=== Section Start ===

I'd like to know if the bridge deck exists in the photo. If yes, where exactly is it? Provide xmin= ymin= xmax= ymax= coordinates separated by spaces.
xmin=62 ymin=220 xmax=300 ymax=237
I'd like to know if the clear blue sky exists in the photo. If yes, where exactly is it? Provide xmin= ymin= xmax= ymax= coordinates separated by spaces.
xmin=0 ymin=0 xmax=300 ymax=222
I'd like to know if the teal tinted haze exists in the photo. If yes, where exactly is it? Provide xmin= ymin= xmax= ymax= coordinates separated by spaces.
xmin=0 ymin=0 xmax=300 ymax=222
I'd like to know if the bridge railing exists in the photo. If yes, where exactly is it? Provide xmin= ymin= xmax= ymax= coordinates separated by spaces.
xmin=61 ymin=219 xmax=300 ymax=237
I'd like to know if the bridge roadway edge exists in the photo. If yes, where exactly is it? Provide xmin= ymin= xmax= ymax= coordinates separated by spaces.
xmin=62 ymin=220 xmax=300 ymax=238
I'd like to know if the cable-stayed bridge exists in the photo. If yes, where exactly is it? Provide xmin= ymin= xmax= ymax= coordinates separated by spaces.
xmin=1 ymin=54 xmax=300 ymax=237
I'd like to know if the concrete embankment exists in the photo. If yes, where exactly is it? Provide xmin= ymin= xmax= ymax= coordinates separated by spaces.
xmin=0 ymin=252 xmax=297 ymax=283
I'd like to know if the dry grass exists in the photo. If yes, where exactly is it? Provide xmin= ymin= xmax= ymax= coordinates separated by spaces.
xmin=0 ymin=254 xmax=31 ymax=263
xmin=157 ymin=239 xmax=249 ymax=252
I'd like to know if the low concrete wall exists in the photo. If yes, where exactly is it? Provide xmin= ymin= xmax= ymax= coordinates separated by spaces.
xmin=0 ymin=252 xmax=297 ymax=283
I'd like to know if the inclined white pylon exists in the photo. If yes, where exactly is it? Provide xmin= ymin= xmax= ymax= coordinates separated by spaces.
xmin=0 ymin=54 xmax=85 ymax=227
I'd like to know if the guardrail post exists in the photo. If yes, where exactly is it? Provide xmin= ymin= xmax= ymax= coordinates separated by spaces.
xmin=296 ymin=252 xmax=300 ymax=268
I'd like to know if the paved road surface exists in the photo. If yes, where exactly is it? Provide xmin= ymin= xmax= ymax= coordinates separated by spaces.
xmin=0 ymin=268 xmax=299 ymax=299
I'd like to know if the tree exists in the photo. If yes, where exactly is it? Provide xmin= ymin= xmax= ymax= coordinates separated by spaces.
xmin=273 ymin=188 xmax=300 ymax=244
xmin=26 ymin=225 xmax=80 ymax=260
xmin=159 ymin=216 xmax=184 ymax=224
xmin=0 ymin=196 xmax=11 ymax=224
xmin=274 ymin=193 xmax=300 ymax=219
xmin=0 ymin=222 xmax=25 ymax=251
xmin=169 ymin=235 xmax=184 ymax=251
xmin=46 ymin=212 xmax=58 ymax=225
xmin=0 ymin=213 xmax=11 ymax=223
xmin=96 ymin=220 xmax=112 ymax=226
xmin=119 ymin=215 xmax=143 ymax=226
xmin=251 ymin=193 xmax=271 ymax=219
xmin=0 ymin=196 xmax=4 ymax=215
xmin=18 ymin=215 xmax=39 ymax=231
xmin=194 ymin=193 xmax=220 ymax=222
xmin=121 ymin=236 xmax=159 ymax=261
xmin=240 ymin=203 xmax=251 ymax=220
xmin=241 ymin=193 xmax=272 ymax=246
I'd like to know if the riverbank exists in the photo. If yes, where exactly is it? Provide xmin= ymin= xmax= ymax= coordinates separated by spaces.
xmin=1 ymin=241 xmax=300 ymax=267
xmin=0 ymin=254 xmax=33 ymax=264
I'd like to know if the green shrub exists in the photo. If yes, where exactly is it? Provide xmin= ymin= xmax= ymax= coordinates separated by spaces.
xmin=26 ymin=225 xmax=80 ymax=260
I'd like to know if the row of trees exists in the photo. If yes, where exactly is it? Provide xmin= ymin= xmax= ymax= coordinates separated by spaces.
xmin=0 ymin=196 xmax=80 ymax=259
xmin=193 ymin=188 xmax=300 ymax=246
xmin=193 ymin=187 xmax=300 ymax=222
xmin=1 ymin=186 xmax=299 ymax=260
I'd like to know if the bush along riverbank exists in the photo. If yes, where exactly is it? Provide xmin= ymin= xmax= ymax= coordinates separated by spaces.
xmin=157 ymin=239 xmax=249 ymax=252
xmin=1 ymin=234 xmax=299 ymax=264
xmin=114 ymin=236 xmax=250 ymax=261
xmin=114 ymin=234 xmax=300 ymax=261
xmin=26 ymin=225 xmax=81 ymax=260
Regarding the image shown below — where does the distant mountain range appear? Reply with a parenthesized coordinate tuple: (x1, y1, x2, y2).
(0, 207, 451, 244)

=== Section End ===

Retype the records above in full, matching each line exactly.

I'd like to know if the bridge deck exists in the photo. If yes, where exactly is it? Provide xmin= ymin= xmax= ymax= coordinates separated by spaces.
xmin=62 ymin=220 xmax=300 ymax=237
I'd like to know if the clear blue sky exists in the photo. If yes, where exactly is it? Provide xmin= ymin= xmax= ymax= coordinates separated by spaces.
xmin=0 ymin=0 xmax=300 ymax=222
I'd like to know if the teal tinted haze exists in the photo. If yes, where exactly is it? Provide xmin= ymin= xmax= ymax= coordinates separated by spaces.
xmin=0 ymin=0 xmax=300 ymax=222
I'd like to know if the bridge railing exists in the photo. If yes, where exactly is it? Provide xmin= ymin= xmax= ymax= coordinates separated by spaces.
xmin=61 ymin=219 xmax=300 ymax=237
I'd like to know if the bridge roadway edge exists in the photo. If yes, where exactly is it? Provide xmin= ymin= xmax= ymax= coordinates separated by spaces.
xmin=62 ymin=220 xmax=300 ymax=238
I'd like to know if the cable-stayed bridge exists in the photo. If yes, where exactly is it? Provide xmin= ymin= xmax= ymax= coordinates separated by spaces.
xmin=1 ymin=54 xmax=300 ymax=237
I'd like to know if the concrete embankment exists in the photo. If yes, where exactly is it? Provide xmin= ymin= xmax= ymax= coordinates separated by spaces.
xmin=0 ymin=252 xmax=297 ymax=283
I'd like to know if the dry grass exists in the photo. If yes, where exactly is it? Provide xmin= ymin= xmax= ymax= coordinates separated by spaces.
xmin=0 ymin=254 xmax=31 ymax=263
xmin=157 ymin=239 xmax=249 ymax=252
I'd like to know if the low concrete wall exists in the photo. If yes, where exactly is it? Provide xmin= ymin= xmax= ymax= coordinates separated by spaces.
xmin=0 ymin=252 xmax=297 ymax=283
I'd like to know if the inclined white pylon exists in the photo. If yes, where exactly is it? Provide xmin= ymin= xmax= ymax= coordinates separated by spaces.
xmin=0 ymin=54 xmax=85 ymax=227
I'd like to know if the guardrail post exists in the photo. If yes, where exactly is it? Provide xmin= ymin= xmax= ymax= coordinates separated by spaces.
xmin=296 ymin=252 xmax=300 ymax=268
I'd like to know if the paved road surface exists in the photo. If yes, where exactly is it? Provide xmin= ymin= xmax= ymax= coordinates separated by spaces.
xmin=0 ymin=268 xmax=299 ymax=299
I'd like to know if the tree exists in the photo. If yes, where exactly is it? Provide xmin= ymin= xmax= ymax= coordinates separated by spaces.
xmin=273 ymin=188 xmax=300 ymax=244
xmin=26 ymin=225 xmax=80 ymax=260
xmin=159 ymin=216 xmax=184 ymax=224
xmin=0 ymin=196 xmax=11 ymax=224
xmin=274 ymin=193 xmax=300 ymax=219
xmin=0 ymin=222 xmax=25 ymax=251
xmin=169 ymin=235 xmax=184 ymax=251
xmin=46 ymin=212 xmax=58 ymax=225
xmin=0 ymin=213 xmax=11 ymax=223
xmin=96 ymin=220 xmax=112 ymax=226
xmin=119 ymin=215 xmax=143 ymax=226
xmin=251 ymin=193 xmax=271 ymax=219
xmin=0 ymin=196 xmax=4 ymax=215
xmin=18 ymin=215 xmax=39 ymax=231
xmin=194 ymin=193 xmax=220 ymax=222
xmin=121 ymin=236 xmax=159 ymax=261
xmin=240 ymin=203 xmax=251 ymax=220
xmin=241 ymin=193 xmax=272 ymax=246
I'd like to know if the riverbank exists in the photo. If yes, where exactly is it? Provide xmin= ymin= xmax= ymax= coordinates separated by spaces.
xmin=1 ymin=241 xmax=300 ymax=267
xmin=0 ymin=254 xmax=33 ymax=264
I'd like to know if the green shrub exists in the photo. If yes, where exactly is it? Provide xmin= ymin= xmax= ymax= coordinates separated by spaces.
xmin=26 ymin=225 xmax=80 ymax=260
I'd like to know if the row of trees exists in the photo. If yes, where exactly is it? Provide xmin= ymin= xmax= ymax= coordinates separated by spaces.
xmin=0 ymin=196 xmax=80 ymax=259
xmin=193 ymin=188 xmax=300 ymax=246
xmin=193 ymin=187 xmax=300 ymax=222
xmin=1 ymin=186 xmax=299 ymax=260
I'd like to know if the bush along riverbank exists in the photo. If yes, where exactly is it? Provide xmin= ymin= xmax= ymax= coordinates separated by spaces.
xmin=157 ymin=239 xmax=249 ymax=252
xmin=1 ymin=234 xmax=299 ymax=264
xmin=114 ymin=236 xmax=250 ymax=261
xmin=114 ymin=234 xmax=300 ymax=261
xmin=26 ymin=225 xmax=81 ymax=260
Regarding the image shown below — where does the distant mountain range appear? Reply with a parenthesized coordinate tuple: (x1, y1, x2, y2).
(0, 207, 451, 244)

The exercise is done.